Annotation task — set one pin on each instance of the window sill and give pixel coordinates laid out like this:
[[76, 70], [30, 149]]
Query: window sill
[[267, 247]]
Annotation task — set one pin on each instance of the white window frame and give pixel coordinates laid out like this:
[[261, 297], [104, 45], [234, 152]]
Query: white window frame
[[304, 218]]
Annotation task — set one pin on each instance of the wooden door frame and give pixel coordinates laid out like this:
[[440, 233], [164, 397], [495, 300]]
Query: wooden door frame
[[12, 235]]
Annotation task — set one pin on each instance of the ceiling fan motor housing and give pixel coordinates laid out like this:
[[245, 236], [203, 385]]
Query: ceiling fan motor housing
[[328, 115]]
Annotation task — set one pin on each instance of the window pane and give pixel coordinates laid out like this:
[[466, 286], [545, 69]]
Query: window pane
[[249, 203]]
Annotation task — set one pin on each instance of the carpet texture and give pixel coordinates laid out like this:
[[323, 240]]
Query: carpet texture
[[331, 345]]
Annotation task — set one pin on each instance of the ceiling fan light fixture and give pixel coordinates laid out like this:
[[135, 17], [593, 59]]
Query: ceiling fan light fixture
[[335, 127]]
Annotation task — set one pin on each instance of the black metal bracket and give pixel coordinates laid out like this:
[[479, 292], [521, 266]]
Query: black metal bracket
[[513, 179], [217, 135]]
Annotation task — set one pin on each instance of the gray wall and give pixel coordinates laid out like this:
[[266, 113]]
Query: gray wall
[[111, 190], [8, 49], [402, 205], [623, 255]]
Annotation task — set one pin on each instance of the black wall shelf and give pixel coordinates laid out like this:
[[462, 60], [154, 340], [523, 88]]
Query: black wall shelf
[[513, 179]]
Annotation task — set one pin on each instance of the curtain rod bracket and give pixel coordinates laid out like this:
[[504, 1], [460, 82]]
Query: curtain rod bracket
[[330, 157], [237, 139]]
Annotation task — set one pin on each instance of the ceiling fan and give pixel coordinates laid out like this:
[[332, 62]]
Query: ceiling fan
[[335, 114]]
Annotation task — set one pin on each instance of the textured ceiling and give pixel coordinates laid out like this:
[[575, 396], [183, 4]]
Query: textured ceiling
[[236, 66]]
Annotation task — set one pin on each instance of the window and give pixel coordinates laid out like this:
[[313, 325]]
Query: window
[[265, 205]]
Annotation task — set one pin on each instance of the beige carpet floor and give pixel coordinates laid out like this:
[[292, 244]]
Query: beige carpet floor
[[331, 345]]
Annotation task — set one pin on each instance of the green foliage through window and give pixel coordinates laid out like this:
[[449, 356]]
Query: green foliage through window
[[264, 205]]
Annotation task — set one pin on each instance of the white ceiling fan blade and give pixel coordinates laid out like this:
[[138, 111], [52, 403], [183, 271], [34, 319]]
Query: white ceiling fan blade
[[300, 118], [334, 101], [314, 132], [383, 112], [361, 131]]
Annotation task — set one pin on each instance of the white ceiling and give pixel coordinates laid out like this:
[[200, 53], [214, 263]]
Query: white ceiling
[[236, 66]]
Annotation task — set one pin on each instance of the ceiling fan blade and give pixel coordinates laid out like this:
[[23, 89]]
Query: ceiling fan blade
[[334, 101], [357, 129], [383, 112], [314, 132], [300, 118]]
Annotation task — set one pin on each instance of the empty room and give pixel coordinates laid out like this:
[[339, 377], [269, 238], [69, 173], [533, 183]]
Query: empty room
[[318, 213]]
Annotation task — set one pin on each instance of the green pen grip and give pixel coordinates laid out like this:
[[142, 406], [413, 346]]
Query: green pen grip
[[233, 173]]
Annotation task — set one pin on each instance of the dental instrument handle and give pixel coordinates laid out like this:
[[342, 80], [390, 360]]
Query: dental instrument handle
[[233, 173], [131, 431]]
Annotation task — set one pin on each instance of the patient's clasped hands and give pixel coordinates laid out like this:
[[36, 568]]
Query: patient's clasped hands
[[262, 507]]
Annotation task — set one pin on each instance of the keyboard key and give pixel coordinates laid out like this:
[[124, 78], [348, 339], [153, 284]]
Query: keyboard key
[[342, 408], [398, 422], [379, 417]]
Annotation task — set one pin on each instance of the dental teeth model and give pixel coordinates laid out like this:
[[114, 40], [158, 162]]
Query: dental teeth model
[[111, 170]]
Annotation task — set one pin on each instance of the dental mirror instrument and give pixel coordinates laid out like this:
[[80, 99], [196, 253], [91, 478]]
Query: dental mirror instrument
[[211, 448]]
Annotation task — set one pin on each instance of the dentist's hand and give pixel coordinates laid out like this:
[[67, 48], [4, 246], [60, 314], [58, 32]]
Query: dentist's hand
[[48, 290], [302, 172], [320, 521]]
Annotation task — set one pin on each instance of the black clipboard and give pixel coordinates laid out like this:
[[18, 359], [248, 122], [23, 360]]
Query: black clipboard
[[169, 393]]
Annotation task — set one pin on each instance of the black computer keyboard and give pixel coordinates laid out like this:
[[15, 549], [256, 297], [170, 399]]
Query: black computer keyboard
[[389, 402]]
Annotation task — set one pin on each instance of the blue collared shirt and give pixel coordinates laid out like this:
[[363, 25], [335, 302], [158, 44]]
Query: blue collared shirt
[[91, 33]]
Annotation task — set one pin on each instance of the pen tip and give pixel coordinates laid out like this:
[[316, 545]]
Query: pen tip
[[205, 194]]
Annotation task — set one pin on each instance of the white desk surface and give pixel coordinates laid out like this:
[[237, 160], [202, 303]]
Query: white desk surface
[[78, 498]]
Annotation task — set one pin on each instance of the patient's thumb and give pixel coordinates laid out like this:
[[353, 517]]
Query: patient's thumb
*****
Stated exercise: Return the lines from the line containing "the patient's clasped" to the end of the entries above, exactly as they appear and with no other output.

Exercise result:
Annotation task — set one pin on each instance of the patient's clasped hands and give pixel coordinates laid out like this:
[[36, 568]]
Query: patient's clasped hands
[[262, 507]]
Annotation task — set one pin on each instance of the keyboard key and give pixel coordinates laid out like this:
[[124, 78], [348, 339], [153, 284]]
Query: keyboard key
[[342, 408], [398, 422], [379, 417]]
Annotation task — set one pin on each instance of the dental teeth model and give pixel coordinates laid out like this:
[[114, 40], [158, 162]]
Query: dental teeth model
[[111, 170]]
Annotation task — set one pin on each instance of the dental mirror instrument and give pixel coordinates laid out like this:
[[80, 99], [196, 253], [91, 478]]
Query: dental mirror instrument
[[211, 448]]
Annotation task — set one pin on each instance of the dentist's hand and give pixel coordinates laid out like this:
[[67, 48], [4, 246], [60, 314], [58, 32]]
Query: dentist's hand
[[48, 290], [302, 172], [320, 521]]
Annotation task — set one pin on each instance of the black clipboard and give pixel coordinates laid out like this:
[[18, 359], [248, 122], [23, 360]]
Query: black clipboard
[[169, 393]]
Annotation task — set one pin on each instance of the black computer keyboard and give pixel coordinates laid out like this:
[[15, 549], [256, 297], [170, 399]]
Query: black computer keyboard
[[389, 402]]
Annotation task — set one pin on each instance of the blue collared shirt and give pixel coordinates laid out like this:
[[363, 25], [335, 302], [158, 44]]
Query: blue collared shirt
[[91, 33]]
Annotation task — set one pin on each instance of the pen tip and give pixel coordinates laid out like this:
[[316, 545]]
Query: pen tip
[[205, 194]]
Annotation task — set one pin on each instance of the white desk surface and give pixel coordinates laid out like this:
[[237, 160], [202, 303]]
Query: white desk surface
[[78, 498]]
Annotation task — set one pin on each instance of the patient's thumb and give pixel coordinates laid out like this:
[[353, 517]]
Query: patient's thumb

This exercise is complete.